Extracted text:
********
King served on the Judiciary, Agriculture, and Small Business Committees until January 14, 2019, when he was removed from all committee assignments after bipartisan condemnation of his remarks on white supremacy.
King opposes abortion. He has a 100% rating from the National Right to Life Committee, indicating an anti-abortion voting record. King has also voted against allowing human embryonic stem cell research. He supports the No Taxpayer Funding for Abortion Act, which would ban federal funding of abortions except in cases of what the bill calls "forcible rape". This would remove the coverage from Medicaid that covers abortions for victims of statutory rape or incest.
After Todd Akin made a controversial statement about "legitimate rape" on August 19, 2012, King came to his defense, characterizing the critical response as "petty personal attacks" and calling Akin a "strong Christian man". King said that Akin's voting record should be more important than his words. Six months later, King's defense of Akin (who lost his race) was seen as politically damaging by Steven J. Law of the Conservative Victory Project, a group including Karl Rove that was working to discourage conservative candidates they deemed unelectable, to enable more viable conservative candidates to gain office. Law said, "We're concerned about Steve King's Todd Akin problem."
King sponsored legislation to ban abortion of a fetus that has a detectable heartbeat, which can in some cases occur as early as 6 weeks (before many women know they are pregnant). A physician who performs a prohibited abortion would be subject to a fine, up to five years in prison, or both. A woman who undergoes a prohibited abortion could not be prosecuted for violating the provisions of this bill.
********
Data for review:
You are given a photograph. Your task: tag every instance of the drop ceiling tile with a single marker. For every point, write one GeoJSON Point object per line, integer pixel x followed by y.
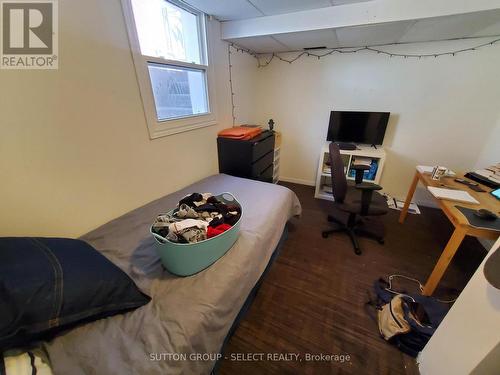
{"type": "Point", "coordinates": [225, 10]}
{"type": "Point", "coordinates": [272, 7]}
{"type": "Point", "coordinates": [308, 39]}
{"type": "Point", "coordinates": [261, 44]}
{"type": "Point", "coordinates": [343, 2]}
{"type": "Point", "coordinates": [384, 33]}
{"type": "Point", "coordinates": [457, 26]}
********
Work to complete: According to the passage on King's record, why was King taken off his committee assignments on January 14, 2019? The entries are separate material and have no connection to the passage on King's record.

Task output: He was removed from all his committee assignments after bipartisan condemnation of his remarks on white supremacy.